*Task brief:* Copy out each line below that contains the word "small".

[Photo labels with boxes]
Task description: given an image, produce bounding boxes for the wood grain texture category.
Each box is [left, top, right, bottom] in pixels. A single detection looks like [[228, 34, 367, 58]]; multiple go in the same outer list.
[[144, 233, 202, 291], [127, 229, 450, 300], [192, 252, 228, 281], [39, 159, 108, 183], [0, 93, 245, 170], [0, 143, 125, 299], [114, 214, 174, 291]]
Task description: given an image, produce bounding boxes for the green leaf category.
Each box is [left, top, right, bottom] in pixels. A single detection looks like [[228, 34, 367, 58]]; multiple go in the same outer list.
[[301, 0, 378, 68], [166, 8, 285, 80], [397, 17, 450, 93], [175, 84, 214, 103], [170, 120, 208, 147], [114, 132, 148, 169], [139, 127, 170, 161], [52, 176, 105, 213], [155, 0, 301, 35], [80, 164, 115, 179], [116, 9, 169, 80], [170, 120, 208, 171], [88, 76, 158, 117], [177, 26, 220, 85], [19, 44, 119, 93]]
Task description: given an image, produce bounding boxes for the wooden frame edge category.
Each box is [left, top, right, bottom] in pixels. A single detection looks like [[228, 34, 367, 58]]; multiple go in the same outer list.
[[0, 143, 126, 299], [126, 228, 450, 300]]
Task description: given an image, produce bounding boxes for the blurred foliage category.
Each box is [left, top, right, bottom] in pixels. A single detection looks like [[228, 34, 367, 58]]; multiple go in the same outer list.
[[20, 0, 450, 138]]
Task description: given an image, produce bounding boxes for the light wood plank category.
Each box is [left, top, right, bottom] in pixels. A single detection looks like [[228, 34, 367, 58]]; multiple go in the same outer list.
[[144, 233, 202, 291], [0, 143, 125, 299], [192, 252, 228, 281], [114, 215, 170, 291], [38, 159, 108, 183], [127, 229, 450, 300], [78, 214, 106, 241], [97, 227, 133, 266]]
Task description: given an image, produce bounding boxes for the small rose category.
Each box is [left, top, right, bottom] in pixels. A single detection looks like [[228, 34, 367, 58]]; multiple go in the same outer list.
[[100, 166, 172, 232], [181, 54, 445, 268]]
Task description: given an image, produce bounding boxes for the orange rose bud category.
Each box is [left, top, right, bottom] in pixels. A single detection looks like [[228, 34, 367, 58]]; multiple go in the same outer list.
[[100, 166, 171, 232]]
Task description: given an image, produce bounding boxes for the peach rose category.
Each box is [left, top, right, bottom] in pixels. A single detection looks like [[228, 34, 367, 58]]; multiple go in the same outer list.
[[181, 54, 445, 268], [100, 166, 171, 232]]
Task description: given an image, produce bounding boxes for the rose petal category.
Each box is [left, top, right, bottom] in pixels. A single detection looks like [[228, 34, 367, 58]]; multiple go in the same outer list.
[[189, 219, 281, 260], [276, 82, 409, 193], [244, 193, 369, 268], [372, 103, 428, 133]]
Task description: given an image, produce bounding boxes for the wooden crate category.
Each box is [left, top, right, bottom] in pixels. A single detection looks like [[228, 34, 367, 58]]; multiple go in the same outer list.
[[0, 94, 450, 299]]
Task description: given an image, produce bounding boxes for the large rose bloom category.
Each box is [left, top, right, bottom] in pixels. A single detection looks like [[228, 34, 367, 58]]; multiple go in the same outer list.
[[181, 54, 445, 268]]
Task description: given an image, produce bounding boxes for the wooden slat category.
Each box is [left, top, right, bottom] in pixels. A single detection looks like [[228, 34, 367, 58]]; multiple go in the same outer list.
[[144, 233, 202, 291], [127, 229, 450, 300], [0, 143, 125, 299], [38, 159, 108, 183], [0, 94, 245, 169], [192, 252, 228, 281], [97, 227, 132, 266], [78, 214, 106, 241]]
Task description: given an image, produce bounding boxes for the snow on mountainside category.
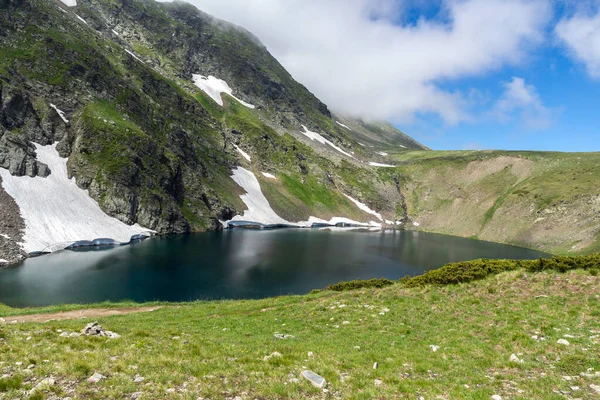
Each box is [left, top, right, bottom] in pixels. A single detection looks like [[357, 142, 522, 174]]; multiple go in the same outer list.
[[192, 74, 255, 109], [226, 167, 383, 228], [0, 0, 418, 262], [0, 144, 148, 252]]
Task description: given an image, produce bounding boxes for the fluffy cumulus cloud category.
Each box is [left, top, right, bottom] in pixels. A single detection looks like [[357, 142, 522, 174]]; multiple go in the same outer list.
[[555, 12, 600, 78], [189, 0, 551, 124], [496, 77, 551, 129]]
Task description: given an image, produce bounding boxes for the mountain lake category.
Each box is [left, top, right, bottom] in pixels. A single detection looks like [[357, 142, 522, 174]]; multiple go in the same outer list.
[[0, 229, 548, 307]]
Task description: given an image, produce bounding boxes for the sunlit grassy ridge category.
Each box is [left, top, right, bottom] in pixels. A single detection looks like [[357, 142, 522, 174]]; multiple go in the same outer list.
[[0, 258, 600, 399], [379, 151, 600, 254]]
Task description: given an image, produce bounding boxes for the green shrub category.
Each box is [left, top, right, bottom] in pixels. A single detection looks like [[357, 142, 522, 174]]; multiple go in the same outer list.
[[401, 254, 600, 287], [327, 278, 394, 292]]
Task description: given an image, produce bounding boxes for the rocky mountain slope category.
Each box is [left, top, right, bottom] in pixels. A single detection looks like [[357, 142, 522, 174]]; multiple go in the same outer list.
[[0, 0, 424, 258], [0, 0, 600, 265], [386, 151, 600, 254]]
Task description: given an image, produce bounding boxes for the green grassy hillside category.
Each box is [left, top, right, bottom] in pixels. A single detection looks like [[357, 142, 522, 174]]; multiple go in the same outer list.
[[379, 151, 600, 254], [0, 256, 600, 400]]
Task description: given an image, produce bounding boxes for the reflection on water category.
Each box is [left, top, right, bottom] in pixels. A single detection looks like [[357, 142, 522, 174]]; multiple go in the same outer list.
[[0, 229, 542, 307]]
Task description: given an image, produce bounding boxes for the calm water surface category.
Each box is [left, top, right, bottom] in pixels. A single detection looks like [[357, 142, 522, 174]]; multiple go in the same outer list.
[[0, 229, 544, 307]]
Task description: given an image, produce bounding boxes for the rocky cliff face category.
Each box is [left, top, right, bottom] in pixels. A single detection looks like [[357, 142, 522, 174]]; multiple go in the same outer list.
[[0, 0, 423, 262]]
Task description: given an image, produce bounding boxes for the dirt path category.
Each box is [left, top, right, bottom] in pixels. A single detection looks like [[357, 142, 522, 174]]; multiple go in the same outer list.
[[0, 307, 161, 324]]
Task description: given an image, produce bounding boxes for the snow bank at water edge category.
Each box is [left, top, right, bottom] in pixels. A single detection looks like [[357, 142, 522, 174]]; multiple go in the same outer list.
[[75, 14, 87, 25], [192, 74, 256, 108], [227, 167, 293, 225], [0, 143, 149, 253], [302, 125, 356, 159], [233, 144, 252, 162], [369, 162, 396, 168], [123, 49, 145, 64], [50, 103, 69, 124], [343, 193, 383, 221], [223, 167, 381, 228], [335, 121, 352, 131]]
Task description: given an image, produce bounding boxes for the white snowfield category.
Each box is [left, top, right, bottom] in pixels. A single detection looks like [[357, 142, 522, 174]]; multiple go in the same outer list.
[[224, 167, 381, 228], [0, 143, 149, 252], [369, 162, 396, 168], [335, 121, 352, 131], [302, 125, 356, 159], [75, 14, 87, 25], [344, 193, 383, 221], [123, 49, 145, 64], [192, 74, 256, 108], [50, 103, 69, 124], [233, 144, 252, 162], [228, 167, 291, 224], [261, 172, 277, 179]]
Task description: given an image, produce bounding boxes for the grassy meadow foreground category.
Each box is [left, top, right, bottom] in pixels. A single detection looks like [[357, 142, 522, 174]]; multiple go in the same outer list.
[[0, 256, 600, 399]]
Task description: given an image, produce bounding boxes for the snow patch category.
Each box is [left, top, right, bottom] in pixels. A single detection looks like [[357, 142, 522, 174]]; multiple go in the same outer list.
[[369, 162, 396, 168], [335, 121, 352, 131], [228, 167, 291, 225], [124, 49, 145, 64], [0, 143, 149, 252], [50, 103, 69, 124], [302, 125, 354, 158], [223, 167, 381, 230], [75, 14, 87, 25], [343, 193, 383, 221], [310, 217, 381, 230], [192, 74, 256, 108], [233, 144, 252, 162]]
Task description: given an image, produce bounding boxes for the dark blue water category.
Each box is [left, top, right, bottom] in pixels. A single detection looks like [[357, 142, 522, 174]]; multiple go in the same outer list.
[[0, 229, 544, 307]]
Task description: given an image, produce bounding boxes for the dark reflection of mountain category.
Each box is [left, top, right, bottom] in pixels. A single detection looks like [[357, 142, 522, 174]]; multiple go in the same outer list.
[[0, 229, 541, 306]]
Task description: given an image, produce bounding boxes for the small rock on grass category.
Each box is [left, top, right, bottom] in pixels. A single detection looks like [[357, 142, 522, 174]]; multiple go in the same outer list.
[[263, 351, 281, 361], [88, 372, 106, 383], [510, 354, 523, 362], [302, 370, 327, 389]]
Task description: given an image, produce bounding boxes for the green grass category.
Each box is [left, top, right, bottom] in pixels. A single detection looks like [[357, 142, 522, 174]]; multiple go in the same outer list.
[[0, 258, 600, 400]]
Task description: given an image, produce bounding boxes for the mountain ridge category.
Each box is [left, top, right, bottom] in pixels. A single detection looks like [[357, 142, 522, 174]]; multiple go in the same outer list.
[[0, 0, 422, 264]]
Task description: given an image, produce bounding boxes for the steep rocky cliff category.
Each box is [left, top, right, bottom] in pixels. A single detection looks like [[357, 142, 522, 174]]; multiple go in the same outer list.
[[0, 0, 424, 262]]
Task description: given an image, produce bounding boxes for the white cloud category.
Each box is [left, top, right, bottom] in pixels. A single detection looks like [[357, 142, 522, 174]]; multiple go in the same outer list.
[[496, 77, 552, 129], [184, 0, 551, 124], [555, 12, 600, 78]]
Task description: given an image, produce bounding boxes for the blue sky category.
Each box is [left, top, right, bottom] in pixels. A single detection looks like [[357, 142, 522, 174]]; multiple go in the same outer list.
[[189, 0, 600, 151], [395, 1, 600, 152]]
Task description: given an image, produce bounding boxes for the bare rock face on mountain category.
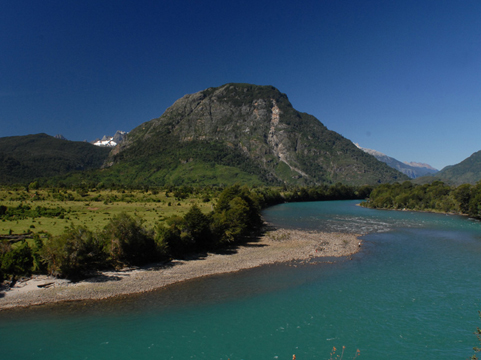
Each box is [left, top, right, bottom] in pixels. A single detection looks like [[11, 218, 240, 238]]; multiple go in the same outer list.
[[108, 84, 407, 185]]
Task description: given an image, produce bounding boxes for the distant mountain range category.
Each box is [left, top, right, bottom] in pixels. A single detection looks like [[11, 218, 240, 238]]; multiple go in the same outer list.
[[91, 130, 127, 147], [0, 84, 481, 186], [356, 144, 438, 179], [0, 134, 110, 184], [410, 151, 481, 185]]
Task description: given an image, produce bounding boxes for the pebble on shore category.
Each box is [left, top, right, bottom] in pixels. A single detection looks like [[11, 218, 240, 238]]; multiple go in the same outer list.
[[0, 229, 361, 310]]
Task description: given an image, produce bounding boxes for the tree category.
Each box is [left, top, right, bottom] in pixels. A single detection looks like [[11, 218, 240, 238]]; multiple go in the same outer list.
[[102, 213, 158, 267], [39, 225, 106, 279], [0, 240, 32, 280], [182, 205, 212, 250], [471, 311, 481, 360]]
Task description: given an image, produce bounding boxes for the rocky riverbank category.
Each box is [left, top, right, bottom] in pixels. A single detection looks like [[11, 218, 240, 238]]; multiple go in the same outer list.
[[0, 229, 361, 310]]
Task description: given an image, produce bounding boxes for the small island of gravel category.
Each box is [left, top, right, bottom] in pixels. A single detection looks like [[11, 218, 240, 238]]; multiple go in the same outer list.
[[0, 229, 361, 310]]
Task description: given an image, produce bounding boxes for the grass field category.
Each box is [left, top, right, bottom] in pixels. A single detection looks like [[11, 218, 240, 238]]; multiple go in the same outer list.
[[0, 189, 215, 235]]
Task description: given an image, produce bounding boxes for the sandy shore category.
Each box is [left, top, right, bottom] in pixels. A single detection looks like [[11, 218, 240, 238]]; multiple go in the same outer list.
[[0, 229, 361, 310]]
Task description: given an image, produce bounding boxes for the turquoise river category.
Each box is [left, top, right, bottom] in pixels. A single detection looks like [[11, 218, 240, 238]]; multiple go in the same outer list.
[[0, 201, 481, 360]]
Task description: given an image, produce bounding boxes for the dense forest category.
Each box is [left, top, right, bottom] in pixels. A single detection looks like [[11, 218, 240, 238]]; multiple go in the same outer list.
[[361, 181, 481, 218]]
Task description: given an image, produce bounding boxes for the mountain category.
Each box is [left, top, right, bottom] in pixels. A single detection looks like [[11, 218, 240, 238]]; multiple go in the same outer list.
[[356, 144, 438, 179], [92, 130, 127, 147], [104, 84, 408, 185], [417, 151, 481, 185], [404, 161, 439, 172], [0, 134, 109, 184]]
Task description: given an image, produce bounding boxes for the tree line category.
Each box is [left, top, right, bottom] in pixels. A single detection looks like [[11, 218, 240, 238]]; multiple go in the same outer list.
[[0, 185, 262, 281], [361, 181, 481, 218], [0, 183, 372, 281]]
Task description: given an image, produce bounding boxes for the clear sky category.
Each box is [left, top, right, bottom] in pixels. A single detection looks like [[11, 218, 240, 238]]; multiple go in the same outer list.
[[0, 0, 481, 169]]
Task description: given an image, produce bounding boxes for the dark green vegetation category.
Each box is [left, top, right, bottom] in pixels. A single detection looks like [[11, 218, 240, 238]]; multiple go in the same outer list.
[[416, 151, 481, 185], [0, 183, 372, 279], [471, 311, 481, 360], [104, 84, 407, 185], [0, 186, 262, 279], [361, 181, 481, 218], [0, 134, 109, 184]]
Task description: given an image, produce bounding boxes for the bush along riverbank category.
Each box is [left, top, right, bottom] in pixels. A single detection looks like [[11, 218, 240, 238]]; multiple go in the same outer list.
[[0, 186, 262, 282], [361, 181, 481, 219]]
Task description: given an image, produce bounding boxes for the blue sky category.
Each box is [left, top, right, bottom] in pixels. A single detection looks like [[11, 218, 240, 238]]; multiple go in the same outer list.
[[0, 0, 481, 169]]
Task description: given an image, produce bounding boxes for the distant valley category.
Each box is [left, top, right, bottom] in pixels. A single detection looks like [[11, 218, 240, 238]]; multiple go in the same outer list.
[[0, 84, 481, 186], [356, 144, 439, 179]]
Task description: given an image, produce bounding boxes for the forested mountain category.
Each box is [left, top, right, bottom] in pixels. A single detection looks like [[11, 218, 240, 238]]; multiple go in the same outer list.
[[417, 151, 481, 185], [356, 144, 438, 179], [104, 84, 408, 185], [0, 134, 109, 184]]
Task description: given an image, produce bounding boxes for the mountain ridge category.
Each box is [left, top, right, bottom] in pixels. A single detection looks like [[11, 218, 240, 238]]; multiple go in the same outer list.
[[355, 144, 438, 179], [106, 83, 407, 184]]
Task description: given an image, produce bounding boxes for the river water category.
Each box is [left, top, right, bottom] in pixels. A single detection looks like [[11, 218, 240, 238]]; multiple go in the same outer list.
[[0, 201, 481, 360]]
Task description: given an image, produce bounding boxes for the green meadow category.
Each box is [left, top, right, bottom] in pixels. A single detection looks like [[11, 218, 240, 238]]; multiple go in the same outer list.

*Task response:*
Task description: given an image, produce bounding boxes for the small rose category.
Task description: given an image, produce bounding boxes for the small rock on grass category.
Task description: given an image, produce bounding boxes for the small island of gravel category.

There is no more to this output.